Some entries
::::

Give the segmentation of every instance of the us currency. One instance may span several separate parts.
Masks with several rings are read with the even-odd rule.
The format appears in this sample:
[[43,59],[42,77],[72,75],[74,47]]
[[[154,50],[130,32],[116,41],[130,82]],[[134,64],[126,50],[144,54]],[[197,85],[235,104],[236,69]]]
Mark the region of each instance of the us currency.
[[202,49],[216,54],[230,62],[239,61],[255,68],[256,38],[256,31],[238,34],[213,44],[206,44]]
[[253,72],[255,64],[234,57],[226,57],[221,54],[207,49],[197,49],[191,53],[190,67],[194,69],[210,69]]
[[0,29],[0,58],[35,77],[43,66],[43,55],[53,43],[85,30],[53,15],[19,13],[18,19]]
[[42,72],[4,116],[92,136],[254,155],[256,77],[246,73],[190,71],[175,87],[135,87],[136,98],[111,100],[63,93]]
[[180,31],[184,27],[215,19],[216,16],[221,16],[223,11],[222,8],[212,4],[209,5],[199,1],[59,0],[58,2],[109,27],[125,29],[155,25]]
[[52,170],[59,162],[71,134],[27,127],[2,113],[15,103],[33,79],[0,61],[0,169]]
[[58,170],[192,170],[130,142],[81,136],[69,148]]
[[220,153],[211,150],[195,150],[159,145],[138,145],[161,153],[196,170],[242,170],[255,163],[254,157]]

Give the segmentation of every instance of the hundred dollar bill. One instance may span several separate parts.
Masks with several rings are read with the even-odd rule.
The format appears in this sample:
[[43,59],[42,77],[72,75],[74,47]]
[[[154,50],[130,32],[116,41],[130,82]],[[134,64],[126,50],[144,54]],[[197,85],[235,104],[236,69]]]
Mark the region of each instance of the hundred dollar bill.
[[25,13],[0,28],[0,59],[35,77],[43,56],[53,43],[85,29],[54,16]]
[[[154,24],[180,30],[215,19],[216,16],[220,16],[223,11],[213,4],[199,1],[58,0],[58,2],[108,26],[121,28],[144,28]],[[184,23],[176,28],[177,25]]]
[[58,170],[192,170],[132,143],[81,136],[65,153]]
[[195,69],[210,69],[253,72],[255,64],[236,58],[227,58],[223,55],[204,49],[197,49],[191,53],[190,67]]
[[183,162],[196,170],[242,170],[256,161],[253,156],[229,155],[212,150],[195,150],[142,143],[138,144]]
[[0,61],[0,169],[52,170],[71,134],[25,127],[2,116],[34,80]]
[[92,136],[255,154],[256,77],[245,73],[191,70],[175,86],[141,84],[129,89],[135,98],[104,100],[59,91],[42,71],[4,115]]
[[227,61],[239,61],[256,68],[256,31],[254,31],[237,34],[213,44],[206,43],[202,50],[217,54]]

::::

**Task requirements**: Reproduce all of the entries above, substituting "outline" for every occurrence of "segmentation" and leaving everything else unchanged.

**Task answer**:
Give the outline of every instance of the us currency. One instance may span several separate parts.
Masks with several rings are read with the even-odd rule.
The format appears in this sample:
[[43,59],[42,77],[72,75],[74,47]]
[[[154,50],[130,32],[116,41],[130,82]],[[134,64],[126,50],[144,54]],[[197,85],[235,104],[236,69]]]
Mark the region of each instance of the us currency.
[[202,49],[216,54],[230,62],[239,61],[255,68],[256,38],[256,31],[238,34],[213,44],[206,44]]
[[253,72],[255,64],[234,57],[226,57],[221,54],[207,49],[197,49],[191,53],[190,67],[194,69],[210,69]]
[[0,29],[0,58],[35,77],[43,66],[43,55],[53,43],[85,30],[53,15],[19,13],[18,19]]
[[42,72],[4,116],[92,136],[254,155],[256,77],[246,73],[190,71],[175,87],[135,87],[136,98],[111,100],[63,93]]
[[180,31],[184,27],[215,19],[216,16],[221,16],[223,11],[222,8],[212,4],[209,5],[199,1],[59,0],[58,2],[109,27],[125,29],[155,25]]
[[52,170],[59,162],[71,134],[27,127],[2,113],[15,103],[33,79],[0,61],[0,169]]
[[58,170],[192,170],[130,142],[81,136],[69,148]]
[[220,153],[211,150],[195,150],[159,145],[138,145],[161,153],[196,170],[242,170],[255,163],[254,157]]

Give the outline of every instance of the hundred dollar bill. One instance may span several separate parts.
Masks with several rings are read with the even-odd rule.
The format appears in this sample:
[[43,59],[42,77],[72,75],[74,47]]
[[[154,50],[130,32],[116,41],[130,82]],[[134,64],[126,50],[144,54]],[[197,85],[235,104],[236,69]]]
Mark the region of each instance of the hundred dollar bill.
[[25,13],[0,28],[0,59],[35,77],[43,56],[53,43],[85,29],[54,16]]
[[[154,24],[180,30],[215,19],[216,16],[220,16],[223,11],[213,4],[199,1],[58,0],[58,2],[108,26],[121,28],[144,28]],[[184,23],[176,28],[177,25]]]
[[58,170],[192,170],[132,143],[81,136],[65,153]]
[[195,69],[210,69],[253,72],[255,64],[236,58],[227,58],[223,55],[204,49],[197,49],[191,53],[190,67]]
[[183,162],[196,170],[242,170],[256,161],[253,156],[229,155],[212,150],[195,150],[142,143],[138,144]]
[[0,61],[0,169],[52,170],[71,134],[25,127],[2,116],[34,80]]
[[92,136],[255,154],[256,77],[245,73],[191,70],[175,86],[141,84],[129,89],[135,98],[104,100],[59,91],[42,71],[4,115]]
[[227,61],[239,61],[256,68],[256,31],[254,31],[237,34],[213,44],[206,43],[202,50],[217,54]]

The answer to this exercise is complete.